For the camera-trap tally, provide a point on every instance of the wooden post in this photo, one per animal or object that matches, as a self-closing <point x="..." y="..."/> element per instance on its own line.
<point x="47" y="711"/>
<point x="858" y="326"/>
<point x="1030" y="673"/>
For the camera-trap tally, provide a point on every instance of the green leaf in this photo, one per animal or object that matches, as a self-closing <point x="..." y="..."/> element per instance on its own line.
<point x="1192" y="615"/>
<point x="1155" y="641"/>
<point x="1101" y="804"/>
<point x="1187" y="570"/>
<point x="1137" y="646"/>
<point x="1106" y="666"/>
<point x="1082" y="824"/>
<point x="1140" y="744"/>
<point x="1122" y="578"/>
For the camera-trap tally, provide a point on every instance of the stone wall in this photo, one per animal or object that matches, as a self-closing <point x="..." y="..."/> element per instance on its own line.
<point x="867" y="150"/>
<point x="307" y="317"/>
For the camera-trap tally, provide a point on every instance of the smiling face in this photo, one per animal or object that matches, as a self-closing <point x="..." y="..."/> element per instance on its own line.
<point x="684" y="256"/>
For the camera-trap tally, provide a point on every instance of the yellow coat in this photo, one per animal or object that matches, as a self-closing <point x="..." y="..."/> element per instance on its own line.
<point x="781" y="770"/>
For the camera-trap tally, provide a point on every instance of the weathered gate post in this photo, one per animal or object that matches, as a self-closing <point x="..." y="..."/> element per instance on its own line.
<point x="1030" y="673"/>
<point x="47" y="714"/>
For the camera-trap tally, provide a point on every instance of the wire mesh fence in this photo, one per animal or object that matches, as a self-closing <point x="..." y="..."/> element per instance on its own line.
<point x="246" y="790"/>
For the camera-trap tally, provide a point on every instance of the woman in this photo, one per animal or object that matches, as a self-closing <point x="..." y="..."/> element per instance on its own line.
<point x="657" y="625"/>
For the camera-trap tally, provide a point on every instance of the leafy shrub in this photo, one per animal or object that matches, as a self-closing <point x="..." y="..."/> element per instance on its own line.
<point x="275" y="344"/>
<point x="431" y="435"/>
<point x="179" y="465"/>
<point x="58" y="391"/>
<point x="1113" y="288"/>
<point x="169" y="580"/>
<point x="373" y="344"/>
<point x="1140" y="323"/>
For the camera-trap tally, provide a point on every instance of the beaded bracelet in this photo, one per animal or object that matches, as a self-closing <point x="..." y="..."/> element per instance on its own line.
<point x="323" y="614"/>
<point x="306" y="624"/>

———

What needs to be done: Transcribe the material above word for word.

Exercise answer:
For the camera-trap tally, provide a point on every instance of the wooden post in this photo, one per animal or object that matches, as a self-closing <point x="..." y="..."/> element per instance on its own line.
<point x="47" y="711"/>
<point x="858" y="326"/>
<point x="1030" y="673"/>
For the camera-trap tally, provide a point on every instance of the green leaf in this photo, one per animal or object that matches, as a self-closing <point x="..." y="..."/> element per instance on its own line.
<point x="1192" y="615"/>
<point x="1155" y="641"/>
<point x="1101" y="804"/>
<point x="1187" y="570"/>
<point x="1137" y="646"/>
<point x="1106" y="666"/>
<point x="1082" y="824"/>
<point x="1140" y="744"/>
<point x="1122" y="578"/>
For the camera-trap tally, provide a point on every instance of the stone wall in this photo, one per animal or object that matches, as a self-closing <point x="..." y="..."/> element per instance on its own line.
<point x="867" y="150"/>
<point x="307" y="317"/>
For the camera-trap tally, provide a point on every instance of the smiling face in this photo, one per animal or object that matches, as a self-closing <point x="..." y="..."/> element per instance on its own line.
<point x="684" y="256"/>
For the camera-trap tally, provide a point on every instance of the yellow coat in this photo, one per animal or object that matches, as a self-closing <point x="..." y="..."/> element per instance on its own line.
<point x="781" y="770"/>
For the camera-trap tally, provide a point on every instance of the weathered gate post in this photo, one per animal or object that matches, as a self-closing <point x="..." y="..."/> element per instance on its own line.
<point x="1030" y="673"/>
<point x="47" y="714"/>
For the camera-trap tally, provide a point on every instance of the wire mesh fence in this photo, one per animal or object that matches, as a self-closing <point x="..." y="..."/> element per instance on its own line.
<point x="246" y="790"/>
For the camera-trap tally, provide a point on every instance of the woman in this photo, one per animal or object that matches, as a self-closing <point x="..." y="..."/> element per instance on its own line.
<point x="657" y="625"/>
For the camera-trap tally, provide a point on every instance of the leafy shrub in this photo, one per animal or object that matches, as a self-closing <point x="..." y="..."/> element per instance on its own line.
<point x="275" y="344"/>
<point x="431" y="435"/>
<point x="179" y="465"/>
<point x="58" y="391"/>
<point x="1113" y="288"/>
<point x="169" y="580"/>
<point x="373" y="344"/>
<point x="1140" y="323"/>
For the camera-trap tally, provide a point on every instance of the beaded bracelet in this photo, one per animal or object that matches, as a self-closing <point x="..." y="..."/> element per instance on its own line.
<point x="323" y="614"/>
<point x="306" y="624"/>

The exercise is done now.